Rows for bounding box labeling:
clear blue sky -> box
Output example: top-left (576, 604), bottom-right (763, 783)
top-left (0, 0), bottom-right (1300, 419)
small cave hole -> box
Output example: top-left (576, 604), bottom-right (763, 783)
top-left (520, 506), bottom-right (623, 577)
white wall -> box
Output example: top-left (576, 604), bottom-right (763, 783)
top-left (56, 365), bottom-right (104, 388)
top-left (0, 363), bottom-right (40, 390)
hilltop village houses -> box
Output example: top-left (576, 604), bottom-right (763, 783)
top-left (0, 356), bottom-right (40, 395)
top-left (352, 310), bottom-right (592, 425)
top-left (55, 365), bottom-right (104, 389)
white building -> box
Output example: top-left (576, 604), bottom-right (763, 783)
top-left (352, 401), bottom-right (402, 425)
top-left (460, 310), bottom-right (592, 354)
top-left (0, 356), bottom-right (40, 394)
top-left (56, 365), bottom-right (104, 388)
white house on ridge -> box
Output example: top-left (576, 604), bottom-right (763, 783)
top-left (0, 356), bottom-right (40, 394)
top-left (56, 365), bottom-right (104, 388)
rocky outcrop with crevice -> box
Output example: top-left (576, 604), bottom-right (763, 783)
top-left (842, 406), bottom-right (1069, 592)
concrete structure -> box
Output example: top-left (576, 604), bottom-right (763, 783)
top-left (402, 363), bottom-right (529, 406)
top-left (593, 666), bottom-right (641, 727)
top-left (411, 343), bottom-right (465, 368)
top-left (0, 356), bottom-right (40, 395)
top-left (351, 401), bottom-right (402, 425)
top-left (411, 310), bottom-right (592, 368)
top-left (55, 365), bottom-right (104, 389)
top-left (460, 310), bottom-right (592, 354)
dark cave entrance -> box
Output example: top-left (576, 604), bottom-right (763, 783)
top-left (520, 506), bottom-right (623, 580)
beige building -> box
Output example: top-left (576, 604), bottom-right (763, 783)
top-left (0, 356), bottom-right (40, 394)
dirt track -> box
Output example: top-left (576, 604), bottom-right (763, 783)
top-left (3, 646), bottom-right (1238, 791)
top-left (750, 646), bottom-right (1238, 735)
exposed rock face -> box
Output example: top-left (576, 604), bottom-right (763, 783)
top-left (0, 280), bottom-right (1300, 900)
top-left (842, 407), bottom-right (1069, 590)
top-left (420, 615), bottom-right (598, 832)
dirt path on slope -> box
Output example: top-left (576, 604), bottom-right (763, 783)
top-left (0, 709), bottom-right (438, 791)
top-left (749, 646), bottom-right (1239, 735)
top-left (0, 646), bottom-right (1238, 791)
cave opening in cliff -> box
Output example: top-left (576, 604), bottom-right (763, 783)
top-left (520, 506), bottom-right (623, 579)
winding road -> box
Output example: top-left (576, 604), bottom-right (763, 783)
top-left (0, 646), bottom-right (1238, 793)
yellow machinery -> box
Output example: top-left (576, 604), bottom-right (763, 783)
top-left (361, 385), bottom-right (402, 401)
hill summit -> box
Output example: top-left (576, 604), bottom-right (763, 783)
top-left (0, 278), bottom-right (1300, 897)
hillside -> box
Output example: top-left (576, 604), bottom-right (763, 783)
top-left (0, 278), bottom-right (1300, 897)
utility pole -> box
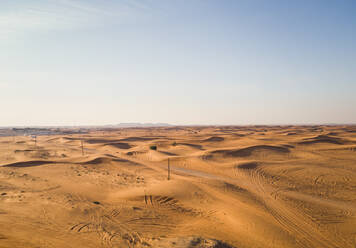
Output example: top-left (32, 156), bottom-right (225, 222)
top-left (80, 140), bottom-right (84, 156)
top-left (168, 158), bottom-right (171, 180)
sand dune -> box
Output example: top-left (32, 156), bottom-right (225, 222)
top-left (0, 126), bottom-right (356, 248)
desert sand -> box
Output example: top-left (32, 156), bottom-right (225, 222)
top-left (0, 126), bottom-right (356, 248)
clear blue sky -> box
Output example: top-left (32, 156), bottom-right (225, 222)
top-left (0, 0), bottom-right (356, 126)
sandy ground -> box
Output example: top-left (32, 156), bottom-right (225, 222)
top-left (0, 126), bottom-right (356, 248)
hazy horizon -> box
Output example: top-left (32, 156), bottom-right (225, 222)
top-left (0, 0), bottom-right (356, 127)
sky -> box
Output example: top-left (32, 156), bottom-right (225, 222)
top-left (0, 0), bottom-right (356, 126)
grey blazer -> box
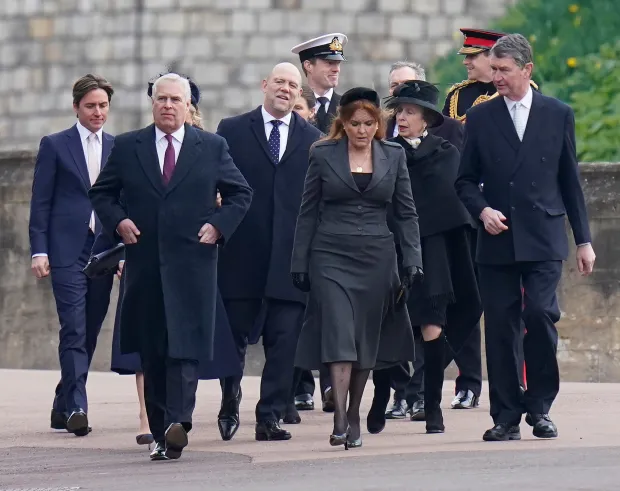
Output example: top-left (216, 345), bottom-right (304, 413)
top-left (291, 138), bottom-right (422, 273)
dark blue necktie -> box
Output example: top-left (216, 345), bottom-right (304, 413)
top-left (269, 119), bottom-right (282, 164)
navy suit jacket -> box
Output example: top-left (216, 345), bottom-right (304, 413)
top-left (217, 105), bottom-right (322, 303)
top-left (455, 91), bottom-right (591, 264)
top-left (29, 125), bottom-right (114, 267)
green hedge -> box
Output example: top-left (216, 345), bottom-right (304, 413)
top-left (430, 0), bottom-right (620, 160)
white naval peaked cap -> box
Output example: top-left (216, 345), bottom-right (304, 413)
top-left (291, 32), bottom-right (348, 63)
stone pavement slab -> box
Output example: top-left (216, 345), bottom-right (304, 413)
top-left (0, 370), bottom-right (620, 491)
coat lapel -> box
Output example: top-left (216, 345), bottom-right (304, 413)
top-left (250, 107), bottom-right (276, 165)
top-left (364, 140), bottom-right (390, 193)
top-left (136, 124), bottom-right (164, 195)
top-left (166, 123), bottom-right (200, 194)
top-left (488, 97), bottom-right (521, 152)
top-left (101, 133), bottom-right (114, 169)
top-left (67, 126), bottom-right (90, 189)
top-left (513, 90), bottom-right (545, 178)
top-left (326, 138), bottom-right (360, 193)
top-left (278, 113), bottom-right (305, 166)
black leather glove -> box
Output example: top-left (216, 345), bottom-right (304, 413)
top-left (291, 273), bottom-right (310, 293)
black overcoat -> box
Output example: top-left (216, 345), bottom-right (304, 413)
top-left (455, 91), bottom-right (591, 264)
top-left (89, 124), bottom-right (252, 360)
top-left (217, 106), bottom-right (321, 303)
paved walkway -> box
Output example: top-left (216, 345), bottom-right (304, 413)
top-left (0, 370), bottom-right (620, 491)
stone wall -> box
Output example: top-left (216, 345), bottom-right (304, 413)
top-left (0, 152), bottom-right (620, 382)
top-left (0, 0), bottom-right (514, 150)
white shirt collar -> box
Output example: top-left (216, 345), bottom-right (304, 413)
top-left (504, 87), bottom-right (534, 111)
top-left (155, 124), bottom-right (185, 143)
top-left (313, 87), bottom-right (334, 102)
top-left (260, 106), bottom-right (293, 126)
top-left (75, 120), bottom-right (103, 143)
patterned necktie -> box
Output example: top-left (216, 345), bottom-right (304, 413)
top-left (162, 135), bottom-right (175, 185)
top-left (316, 97), bottom-right (329, 133)
top-left (269, 119), bottom-right (282, 164)
top-left (512, 102), bottom-right (525, 141)
top-left (86, 133), bottom-right (101, 233)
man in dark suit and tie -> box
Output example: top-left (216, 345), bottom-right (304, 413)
top-left (291, 32), bottom-right (348, 412)
top-left (455, 34), bottom-right (595, 441)
top-left (217, 63), bottom-right (321, 440)
top-left (29, 74), bottom-right (114, 436)
top-left (89, 73), bottom-right (252, 460)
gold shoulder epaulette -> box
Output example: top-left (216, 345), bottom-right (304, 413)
top-left (448, 80), bottom-right (476, 95)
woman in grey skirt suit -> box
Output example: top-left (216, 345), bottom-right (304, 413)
top-left (291, 87), bottom-right (422, 449)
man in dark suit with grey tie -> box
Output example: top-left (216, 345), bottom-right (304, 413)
top-left (217, 63), bottom-right (321, 440)
top-left (455, 34), bottom-right (595, 441)
top-left (29, 74), bottom-right (114, 436)
top-left (89, 73), bottom-right (252, 460)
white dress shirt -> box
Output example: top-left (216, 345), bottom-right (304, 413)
top-left (155, 125), bottom-right (185, 174)
top-left (504, 87), bottom-right (533, 140)
top-left (261, 106), bottom-right (291, 160)
top-left (313, 88), bottom-right (334, 112)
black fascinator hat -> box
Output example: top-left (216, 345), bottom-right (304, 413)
top-left (385, 80), bottom-right (443, 128)
top-left (146, 72), bottom-right (200, 107)
top-left (340, 87), bottom-right (381, 107)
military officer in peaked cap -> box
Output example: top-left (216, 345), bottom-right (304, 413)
top-left (442, 28), bottom-right (538, 123)
top-left (291, 32), bottom-right (348, 133)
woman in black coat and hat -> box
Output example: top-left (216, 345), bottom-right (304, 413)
top-left (110, 74), bottom-right (242, 446)
top-left (386, 80), bottom-right (482, 433)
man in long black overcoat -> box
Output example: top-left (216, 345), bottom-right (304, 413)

* SET TASK: Convert the stretch from the line containing "paved walkway -> box" through the line containing "top-left (75, 120), bottom-right (103, 143)" into a two-column CSV with the columns "prompt" and "boxes", giving one line per row. Put each field in quotation marks and replace line breaks with spaces.

* RESULT OF THE TASK:
prompt,boxes
"paved walkway -> box Output example: top-left (216, 345), bottom-right (304, 413)","top-left (0, 370), bottom-right (620, 491)"
"stone wall -> box Output example: top-left (216, 345), bottom-right (304, 413)","top-left (0, 152), bottom-right (620, 382) top-left (0, 0), bottom-right (514, 150)"
"white shirt collar -> box Output example: top-left (216, 345), bottom-right (304, 413)","top-left (504, 87), bottom-right (534, 111) top-left (155, 124), bottom-right (185, 143) top-left (313, 87), bottom-right (334, 102) top-left (260, 106), bottom-right (293, 126) top-left (75, 120), bottom-right (103, 143)"